━━ SELECTED TEXT

The signature of `call_with_one` is using the `where` syntax discussed in the
Traits section of Chapter 10. The `some_closure` parameter has the generic type
`F`, which in the `where` clause is defined as having the trait bounds
`Fn(i32) -> i32`. The `Fn` trait represents a closure, and we can add types to
the `Fn` trait to represent a specific type of closure. In this case, our
closure has a parameter of type `i32` and returns an `i32`, so the generic bound
we specify is `Fn(i32) -> i32`.
Specifying a function signature that contains a closure requires the use of
generics and trait bounds. Each closure has a unique type, so we can't write
the type of a closure directly, we have to use generics.
`Fn` isn't the only trait bound available for specifying closures, however.

━━━━

▶ [TASK SET]:
a - Summarize the passage on closure trait bounds in two sentences.
b - Proceed with the passage on closure trait bounds, picking up after its final sentence.

━━ STORED DATA

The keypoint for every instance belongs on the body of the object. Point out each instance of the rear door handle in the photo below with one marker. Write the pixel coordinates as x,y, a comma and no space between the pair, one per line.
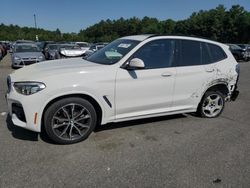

━━━━

▶ [REPLIES]:
a - The signature of `call_with_one` uses a `where` clause to give its generic parameter `F` the trait bound `Fn(i32) -> i32`, which represents a closure that takes an `i32` and returns an `i32`. Every closure has a unique type that can't be written directly, so a function signature containing a closure requires generics and trait bounds, and `Fn` is not the only trait bound available for this.

b -
There are three: `Fn`, `FnMut`, and `FnOnce`. This continues the patterns of
threes we've seen elsewhere in Rust: borrowing, borrowing mutably, and
ownership. Using `Fn` specifies that the closure used may only borrow values in
its environment. To specify a closure that mutates the environment, use
`FnMut`, and if the closure takes ownership of the environment, `FnOnce`. Most
of the time, you can start with `Fn`, and the compiler will tell you if you
need `FnMut` or `FnOnce` based on what happens when the function calls the
closure.
To illustrate a situation where it's useful for a function to have a parameter
that's a closure, let's move on to our next topic: iterators.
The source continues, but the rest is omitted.